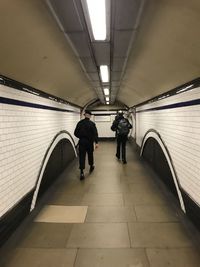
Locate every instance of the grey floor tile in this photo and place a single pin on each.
(156, 213)
(45, 235)
(102, 200)
(160, 235)
(144, 188)
(110, 214)
(109, 188)
(99, 235)
(146, 198)
(111, 258)
(66, 199)
(181, 257)
(137, 179)
(41, 258)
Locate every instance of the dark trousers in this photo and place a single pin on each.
(121, 147)
(85, 146)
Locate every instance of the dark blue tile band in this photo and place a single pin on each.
(9, 101)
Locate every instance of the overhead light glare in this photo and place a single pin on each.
(106, 91)
(104, 73)
(97, 14)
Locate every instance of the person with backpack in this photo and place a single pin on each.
(122, 127)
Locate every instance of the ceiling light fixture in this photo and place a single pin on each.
(97, 14)
(106, 91)
(104, 73)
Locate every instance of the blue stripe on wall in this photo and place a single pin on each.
(9, 101)
(176, 105)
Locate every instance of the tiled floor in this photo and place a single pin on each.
(117, 217)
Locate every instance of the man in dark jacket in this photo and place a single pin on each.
(87, 133)
(122, 127)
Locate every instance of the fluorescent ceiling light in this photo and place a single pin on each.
(97, 14)
(104, 73)
(106, 91)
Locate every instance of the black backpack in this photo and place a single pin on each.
(123, 127)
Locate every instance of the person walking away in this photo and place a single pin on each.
(122, 127)
(87, 133)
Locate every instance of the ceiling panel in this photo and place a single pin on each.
(67, 14)
(126, 13)
(118, 63)
(121, 42)
(102, 52)
(80, 42)
(88, 64)
(116, 75)
(93, 76)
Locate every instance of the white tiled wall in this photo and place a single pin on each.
(25, 135)
(179, 128)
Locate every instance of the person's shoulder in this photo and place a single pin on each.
(91, 122)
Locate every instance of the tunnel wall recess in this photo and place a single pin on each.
(37, 142)
(167, 132)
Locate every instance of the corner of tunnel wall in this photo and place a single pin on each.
(64, 135)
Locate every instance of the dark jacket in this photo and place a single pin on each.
(86, 129)
(114, 126)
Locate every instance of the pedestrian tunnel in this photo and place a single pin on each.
(53, 67)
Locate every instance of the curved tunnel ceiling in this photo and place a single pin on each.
(164, 54)
(34, 51)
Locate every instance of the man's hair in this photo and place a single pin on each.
(88, 112)
(120, 113)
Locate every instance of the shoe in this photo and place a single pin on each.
(91, 168)
(117, 157)
(82, 176)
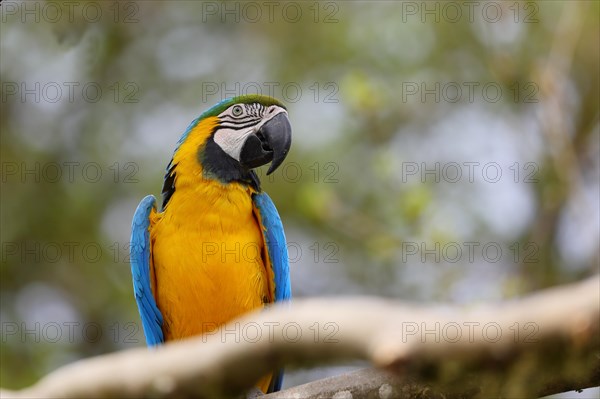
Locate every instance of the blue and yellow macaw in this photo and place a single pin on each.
(217, 249)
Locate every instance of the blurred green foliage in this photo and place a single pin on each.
(375, 89)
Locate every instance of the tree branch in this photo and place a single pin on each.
(521, 348)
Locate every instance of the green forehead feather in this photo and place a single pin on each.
(248, 99)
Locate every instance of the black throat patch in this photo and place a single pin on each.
(217, 165)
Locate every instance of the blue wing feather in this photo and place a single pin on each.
(276, 245)
(277, 251)
(152, 319)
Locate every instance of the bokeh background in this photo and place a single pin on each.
(443, 152)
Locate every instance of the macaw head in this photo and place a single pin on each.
(229, 140)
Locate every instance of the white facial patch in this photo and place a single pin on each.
(234, 130)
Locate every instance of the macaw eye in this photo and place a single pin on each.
(237, 110)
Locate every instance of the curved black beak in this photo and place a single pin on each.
(271, 143)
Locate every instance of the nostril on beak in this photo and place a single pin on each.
(263, 141)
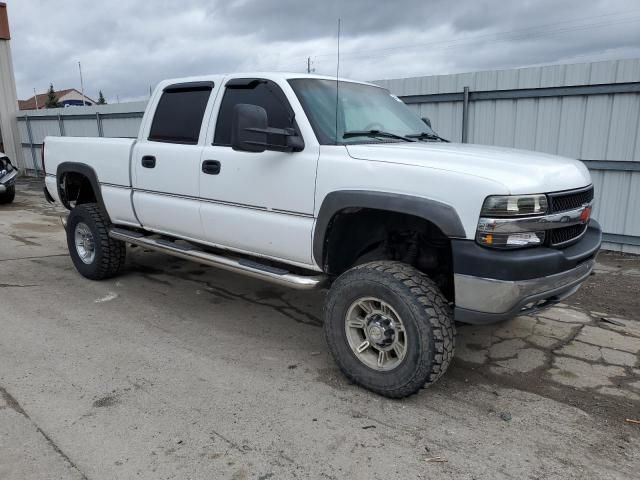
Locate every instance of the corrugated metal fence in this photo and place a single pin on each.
(587, 111)
(117, 120)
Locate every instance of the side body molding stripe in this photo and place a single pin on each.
(440, 214)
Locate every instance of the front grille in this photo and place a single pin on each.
(561, 201)
(564, 235)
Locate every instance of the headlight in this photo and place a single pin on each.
(499, 211)
(510, 240)
(514, 205)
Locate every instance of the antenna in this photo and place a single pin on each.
(81, 84)
(337, 81)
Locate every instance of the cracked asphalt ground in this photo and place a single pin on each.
(174, 370)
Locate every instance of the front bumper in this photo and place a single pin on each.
(495, 285)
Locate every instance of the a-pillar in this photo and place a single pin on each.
(8, 95)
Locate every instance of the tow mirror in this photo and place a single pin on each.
(247, 129)
(250, 131)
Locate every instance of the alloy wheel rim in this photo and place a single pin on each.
(85, 244)
(376, 334)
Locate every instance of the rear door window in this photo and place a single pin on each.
(179, 114)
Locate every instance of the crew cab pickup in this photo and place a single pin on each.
(310, 182)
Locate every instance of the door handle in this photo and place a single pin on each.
(211, 167)
(148, 161)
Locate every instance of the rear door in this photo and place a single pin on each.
(166, 160)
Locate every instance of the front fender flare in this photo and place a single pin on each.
(440, 214)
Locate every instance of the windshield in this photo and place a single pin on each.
(361, 109)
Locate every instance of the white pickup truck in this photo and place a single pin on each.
(311, 183)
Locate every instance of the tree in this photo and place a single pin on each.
(52, 99)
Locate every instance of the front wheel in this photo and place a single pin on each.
(8, 195)
(389, 328)
(94, 253)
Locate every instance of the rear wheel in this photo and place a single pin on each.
(389, 328)
(94, 254)
(8, 195)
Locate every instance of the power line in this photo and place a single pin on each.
(519, 34)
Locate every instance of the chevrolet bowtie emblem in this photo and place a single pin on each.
(585, 215)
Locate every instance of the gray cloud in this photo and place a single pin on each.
(127, 46)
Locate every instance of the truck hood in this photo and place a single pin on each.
(520, 171)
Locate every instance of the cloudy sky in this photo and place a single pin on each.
(125, 46)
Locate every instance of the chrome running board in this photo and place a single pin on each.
(238, 265)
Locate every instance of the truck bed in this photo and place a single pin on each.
(111, 157)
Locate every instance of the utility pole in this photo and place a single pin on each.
(9, 97)
(81, 84)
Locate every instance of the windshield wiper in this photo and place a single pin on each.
(375, 133)
(427, 136)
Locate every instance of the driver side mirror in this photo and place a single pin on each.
(250, 131)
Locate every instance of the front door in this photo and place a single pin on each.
(261, 203)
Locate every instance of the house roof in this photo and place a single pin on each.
(30, 104)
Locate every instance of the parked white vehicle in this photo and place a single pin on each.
(280, 177)
(8, 175)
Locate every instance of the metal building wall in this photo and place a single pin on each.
(599, 128)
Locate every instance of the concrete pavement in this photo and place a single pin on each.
(174, 370)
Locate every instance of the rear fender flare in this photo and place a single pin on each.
(86, 171)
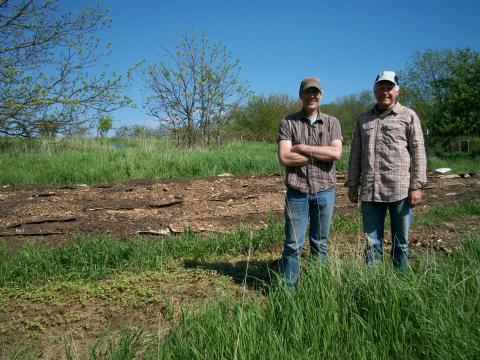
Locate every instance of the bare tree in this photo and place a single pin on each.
(194, 87)
(49, 68)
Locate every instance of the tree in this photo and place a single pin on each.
(104, 125)
(347, 109)
(260, 118)
(49, 65)
(444, 89)
(194, 88)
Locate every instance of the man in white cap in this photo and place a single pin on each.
(309, 142)
(388, 162)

=-=-=-=-=

AIM: Extract the run of lines beginning with the line that holds "Locate every instance of the truck bed" and ending at the last line of the data, inclusive. Exclude any pictures from the copy.

WRITTEN RESPONSE:
Locate every instance of the truck bed in this photo and place a single pin on each.
(111, 157)
Locate every instance of the utility pole in this photo and place a single pin on each.
(9, 97)
(81, 84)
Locate every instance of the windshield wiper in this photo and place a single pin on each.
(375, 133)
(427, 136)
Locate every instance of the driver side mirror in this photo and place a single pin on each.
(250, 131)
Locate every instance of the front door in this photo and place a single pin on each.
(261, 203)
Locate every instance of the house roof in this photo and place a single pin on each.
(30, 104)
Locate every instance of the parked white vehicle in this photo and place a single pin on each.
(280, 177)
(8, 175)
Locate every instance of the metal building wall in this photo and place a single pin on each.
(599, 128)
Locate every instance of the concrete pavement in this photo and place a single pin on each.
(174, 370)
Locate every instance of the rear fender flare in this photo and place a single pin on each.
(86, 171)
Locate every instance of the bare tree in this photo and place a single pin on each.
(194, 87)
(49, 68)
Locate every instance of the tree in this photo and place a single pin on each.
(104, 125)
(347, 109)
(260, 118)
(49, 65)
(444, 89)
(194, 88)
Locate every instance of the man in white cap in this photo and place a single pin on each.
(309, 142)
(388, 162)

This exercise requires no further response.